[Задание] Допиши продолжение текста о разделе Польши, начав сразу после его последней фразы.

[Текст страницы]
- - - -
В самом деле, пока столь могущественные три двора, как наши, будут в дружбе и союзе, никакой другой двор не посмеет
ничего предпринять для его нарушения. Таким образом, во всех отношениях я не могу достаточно выразить вам свою радость, что дела приняли самый
выгодный и благоприятный оборот».
От 6 марта он писал: «С удовольствием увидал я дружественный тон, с каким граф Панин начал переговоры с Австриею. Нет никакого сомнения, что
соглашение последует скоро. Князь Кауниц боится, чтоб французы или англичане не помешали этому делу, и потому он поспешит кончить его как можно
скорее. Вы меня спрашиваете, как изложить наши права на Польшу. Думаю, что краткий и простой манифест будет самый приличный. Я посылаю вам
проект, который можете показать графу Панину; и он может сделать поправки, как ему заблагорассудится. Думаю, что, передавши его полякам,
неприлично было бы превратить дело в адвокатскую речь: три двора должны объявить сообща, что они сами удовлетворили своим требованиям, чего
никогда не сделала бы Польша, в которой нет никакого правосудия. Теперь ничто не заставляет спешить взятием во владение польских областей; и
граф Панин не должен бояться, что мое нетерпение повредит делу. Впрочем, я того мнения, что надобно кончить польские дела прежде открытия
конгресса в Турции. Что касается турок, то их легко заставить переварить раздел Польши, внушая, что благодаря ему русские возвращают им Валахию
и Молдавию».
- - - -
[Исходный материал]
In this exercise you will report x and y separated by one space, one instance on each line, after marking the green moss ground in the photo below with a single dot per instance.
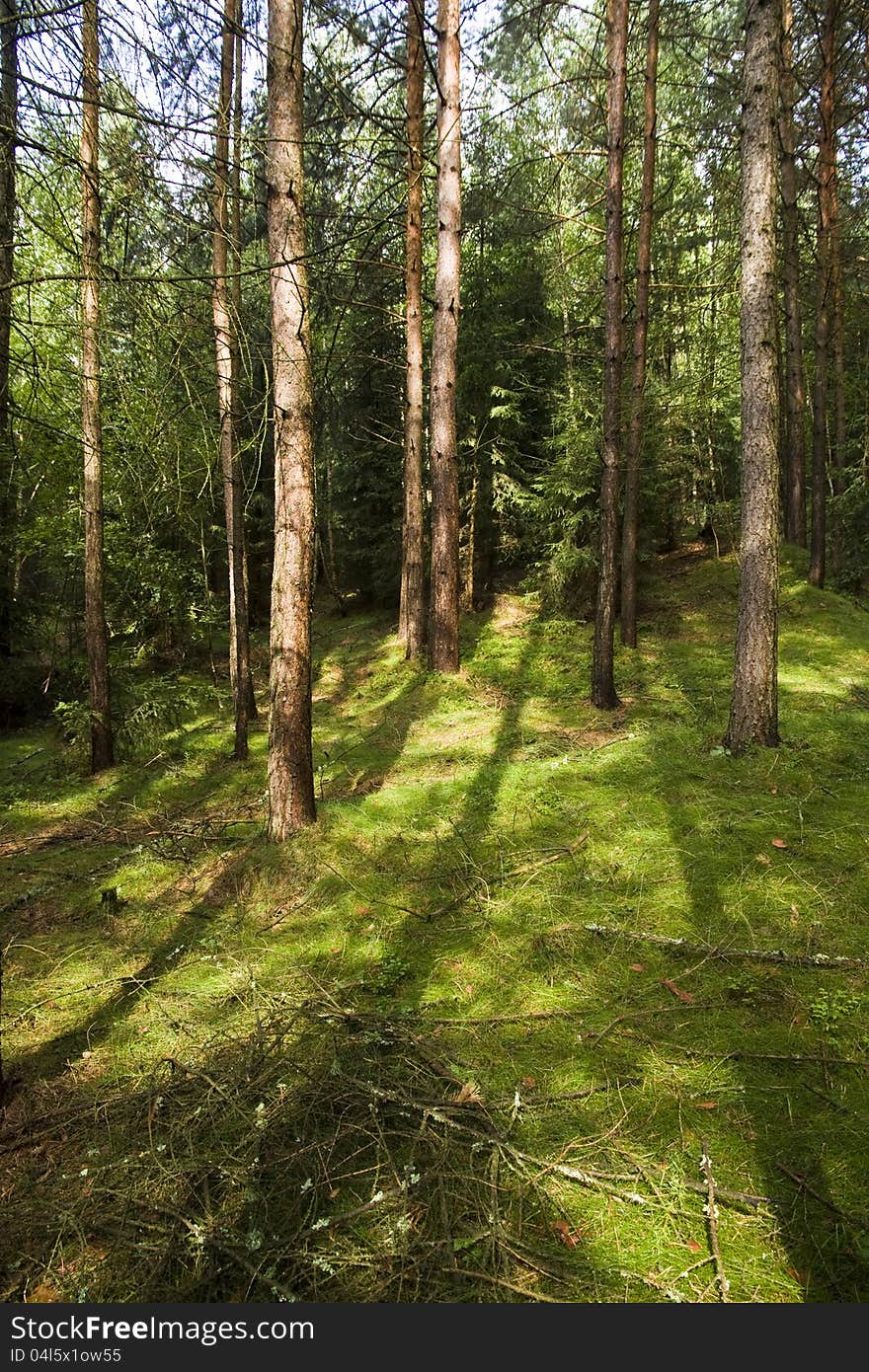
- - - -
[Ответ ниже]
Но Фридрих недолго находился в таком приятном расположении духа. 21 апреля н. с. фан Свитен объявил ему долю, которую назначил себе венский двор
из польских владений: то была вся Галиция, вся Червонная Русь, по которой польские короли величали себя русскими государями. «Черт возьми,
господа, у вас, я вижу, отличный аппетит, – сказал Фридрих, взглянувши на карту, – ваша доля так же велика, как моя и русская вместе; поистине у
вас отличный аппетит!» Фан Свитен начал подробно объяснять, что равенство долей не состоит в величине их по ландкарте, но преимущественно в
политическом значении, а в этом отношении прусская и русская доли гораздо важнее австрийской; положение польской Пруссии несравненно по удобству
округления и свободных сообщений, которые она даст Прусскому государству; Австрия приобретает только земли, а Пруссия – целое королевство.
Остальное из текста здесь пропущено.